▸ **THE PROBLEM**
Your answer must be an exact copy of the records, minus any pictures.

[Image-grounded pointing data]
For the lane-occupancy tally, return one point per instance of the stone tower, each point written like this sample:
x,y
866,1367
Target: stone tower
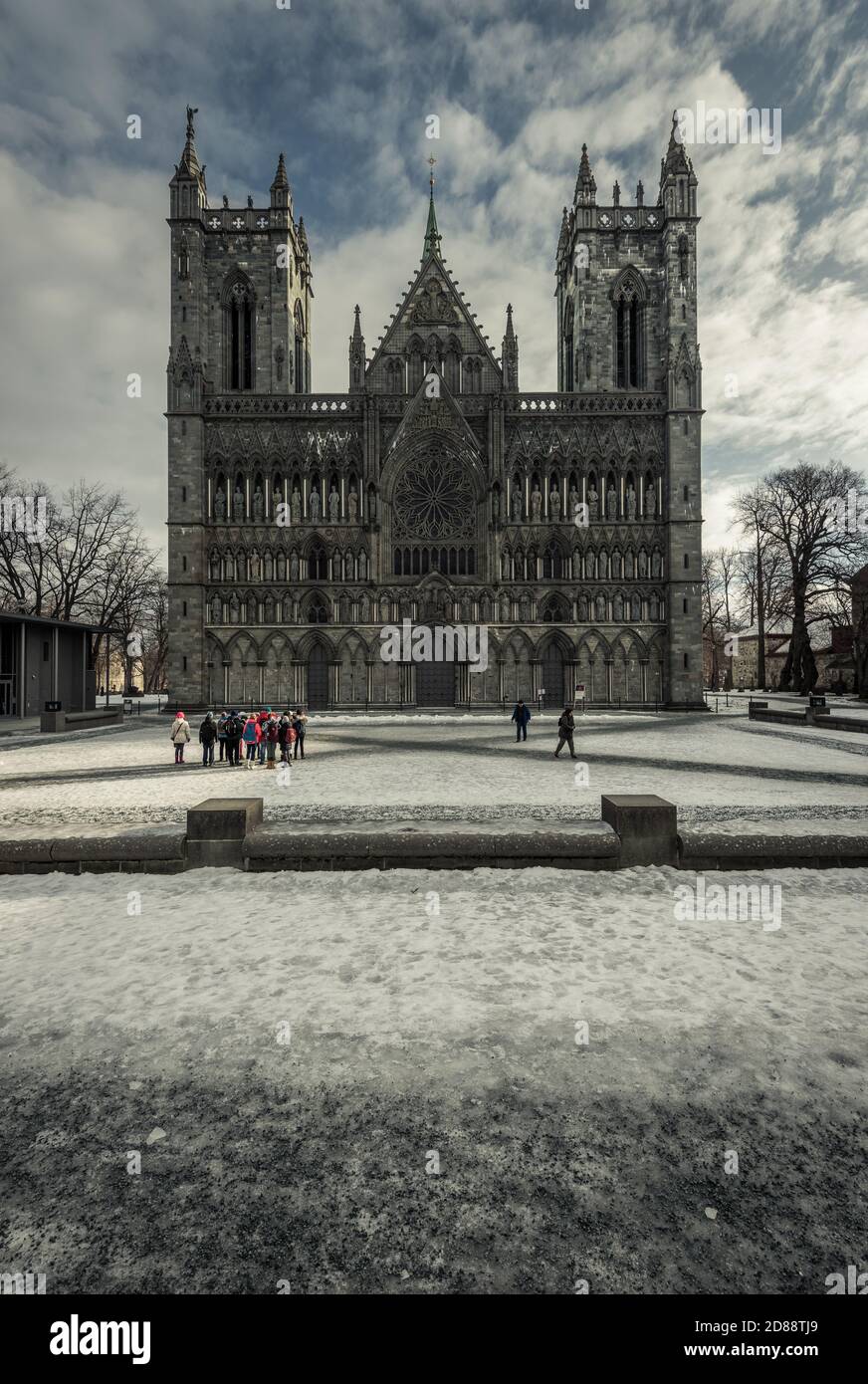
x,y
241,306
626,294
566,521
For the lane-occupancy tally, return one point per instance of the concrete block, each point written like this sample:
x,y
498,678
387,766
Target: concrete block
x,y
223,819
647,826
119,843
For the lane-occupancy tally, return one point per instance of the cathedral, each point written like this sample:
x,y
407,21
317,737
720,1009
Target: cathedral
x,y
565,524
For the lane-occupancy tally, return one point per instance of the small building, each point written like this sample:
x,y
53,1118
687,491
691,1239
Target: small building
x,y
46,660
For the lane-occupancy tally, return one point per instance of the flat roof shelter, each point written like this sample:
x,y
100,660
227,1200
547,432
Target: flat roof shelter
x,y
46,660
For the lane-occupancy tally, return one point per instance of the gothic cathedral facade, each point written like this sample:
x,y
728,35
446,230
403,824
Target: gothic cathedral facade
x,y
434,490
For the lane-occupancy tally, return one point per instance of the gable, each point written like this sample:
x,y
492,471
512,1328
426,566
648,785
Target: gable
x,y
432,319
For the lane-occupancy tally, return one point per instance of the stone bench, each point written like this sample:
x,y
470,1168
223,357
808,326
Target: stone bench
x,y
431,845
159,850
794,844
53,721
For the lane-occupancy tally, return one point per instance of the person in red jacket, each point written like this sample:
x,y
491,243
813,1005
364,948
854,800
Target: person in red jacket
x,y
251,738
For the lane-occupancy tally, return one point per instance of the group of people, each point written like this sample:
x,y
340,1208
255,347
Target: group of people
x,y
566,727
261,734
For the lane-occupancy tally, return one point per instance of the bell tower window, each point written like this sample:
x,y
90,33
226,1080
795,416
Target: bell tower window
x,y
240,336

▸ **ANSWER SPACE**
For the lane-occupancy tally, return one point per instance of the stone tower, each point written like this sample:
x,y
866,1367
Target: stone tower
x,y
241,306
626,294
566,521
For the lane-occupancy tally, return one point per instance of the concrete block, each point written like this sample:
x,y
498,678
387,766
Target: concrete block
x,y
223,819
647,826
119,843
For the lane-occupancy tally, return one point per instance of the cathedral, each point written like this sample:
x,y
407,21
317,737
720,1009
Target: cathedral
x,y
565,524
For the lane-occupancy tally, return one point per instance of the small building, each point written like this sample:
x,y
53,1118
687,491
691,1239
Target: small building
x,y
46,660
For the lane-occupancy tally, return one point per instance of the flat roof shelter, each point written like this sample:
x,y
100,660
227,1200
547,432
Target: flat roof shelter
x,y
46,660
For the lane-occupancy tally, return one point per instance of the gothic cathedral facade, each point written like this sample:
x,y
728,35
446,230
403,824
Target: gothic cathedral facade
x,y
434,490
For the lane-occupancy tally, return one point per instance of the gable, each point written like this sample:
x,y
492,471
512,1328
426,566
648,785
Target: gable
x,y
432,319
For the lane-occupancy tally, return one point per instance of the stone bench, each point written like this sample:
x,y
470,1168
223,357
808,326
Target: stone bench
x,y
431,845
159,850
794,844
53,721
For the lane-occupancy tally, return one point per instance of the person in red jacket, each point written like this sample:
x,y
491,243
813,1005
364,948
854,800
Target: person in red jacket
x,y
251,738
For the lane-occupancy tally, return one point per instance of the group of people, each point written like this sample:
x,y
340,1208
255,347
Target: group of people
x,y
566,727
261,734
For the lane-occupancy tally, return one point per instance of the bell tower window, each point written like this sample:
x,y
90,33
226,1080
795,416
Target: bell tower window
x,y
240,336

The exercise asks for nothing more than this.